Lay out the lines of the records as a JSON list of strings, one string per line with blank lines omitted, covering only the part that opens with the line containing "</instance>" and closes with the line containing "100L228 154L235 168L232".

**Supplied records:**
——————————
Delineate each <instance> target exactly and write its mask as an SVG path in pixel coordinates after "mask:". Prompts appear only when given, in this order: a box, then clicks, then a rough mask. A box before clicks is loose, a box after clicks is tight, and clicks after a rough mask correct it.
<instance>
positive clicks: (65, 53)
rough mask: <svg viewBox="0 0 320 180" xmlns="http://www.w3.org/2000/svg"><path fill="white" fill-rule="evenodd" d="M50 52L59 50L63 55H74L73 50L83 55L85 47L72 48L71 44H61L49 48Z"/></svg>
——————————
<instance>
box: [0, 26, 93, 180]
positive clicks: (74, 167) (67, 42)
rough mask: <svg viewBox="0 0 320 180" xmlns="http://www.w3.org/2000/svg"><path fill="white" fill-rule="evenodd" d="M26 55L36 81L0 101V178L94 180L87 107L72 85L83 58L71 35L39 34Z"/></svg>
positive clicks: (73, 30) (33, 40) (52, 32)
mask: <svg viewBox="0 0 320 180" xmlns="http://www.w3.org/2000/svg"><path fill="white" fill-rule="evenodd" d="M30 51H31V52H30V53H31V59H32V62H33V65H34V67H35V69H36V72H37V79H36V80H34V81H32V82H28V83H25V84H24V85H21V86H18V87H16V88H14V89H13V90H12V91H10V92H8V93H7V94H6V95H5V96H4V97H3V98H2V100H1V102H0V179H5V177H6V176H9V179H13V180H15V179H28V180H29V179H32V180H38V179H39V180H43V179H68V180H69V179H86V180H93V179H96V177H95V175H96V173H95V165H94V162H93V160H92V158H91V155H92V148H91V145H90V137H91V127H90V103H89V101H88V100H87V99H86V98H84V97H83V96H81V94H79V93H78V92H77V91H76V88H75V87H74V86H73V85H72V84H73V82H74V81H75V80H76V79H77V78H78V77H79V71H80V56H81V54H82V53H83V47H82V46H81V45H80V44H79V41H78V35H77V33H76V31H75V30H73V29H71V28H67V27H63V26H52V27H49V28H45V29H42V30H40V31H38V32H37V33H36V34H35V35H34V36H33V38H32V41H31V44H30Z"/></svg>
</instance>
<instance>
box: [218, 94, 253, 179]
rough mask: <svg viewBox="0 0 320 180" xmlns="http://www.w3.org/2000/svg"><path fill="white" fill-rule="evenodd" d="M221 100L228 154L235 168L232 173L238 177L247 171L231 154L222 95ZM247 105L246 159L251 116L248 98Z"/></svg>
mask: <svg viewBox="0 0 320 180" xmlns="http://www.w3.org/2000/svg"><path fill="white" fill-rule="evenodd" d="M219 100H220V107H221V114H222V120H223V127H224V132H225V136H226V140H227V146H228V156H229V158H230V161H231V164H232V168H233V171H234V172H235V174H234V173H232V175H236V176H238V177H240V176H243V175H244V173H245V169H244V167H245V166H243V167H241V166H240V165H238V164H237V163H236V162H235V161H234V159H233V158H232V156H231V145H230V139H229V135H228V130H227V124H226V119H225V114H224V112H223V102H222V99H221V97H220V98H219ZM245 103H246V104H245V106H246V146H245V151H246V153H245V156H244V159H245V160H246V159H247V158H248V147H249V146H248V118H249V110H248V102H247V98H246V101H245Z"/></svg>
——————————
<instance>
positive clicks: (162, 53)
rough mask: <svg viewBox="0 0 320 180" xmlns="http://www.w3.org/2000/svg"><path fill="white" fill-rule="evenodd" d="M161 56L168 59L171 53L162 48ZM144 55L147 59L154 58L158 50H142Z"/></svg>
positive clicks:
——————————
**Written solution:**
[
  "</instance>",
  "<instance>",
  "box: [218, 94, 253, 179]",
  "rough mask: <svg viewBox=\"0 0 320 180\" xmlns=\"http://www.w3.org/2000/svg\"><path fill=\"white\" fill-rule=\"evenodd\" d=\"M221 100L228 154L235 168L232 173L238 177L247 171L231 154L222 95ZM247 105L246 159L251 116L248 98Z\"/></svg>"
]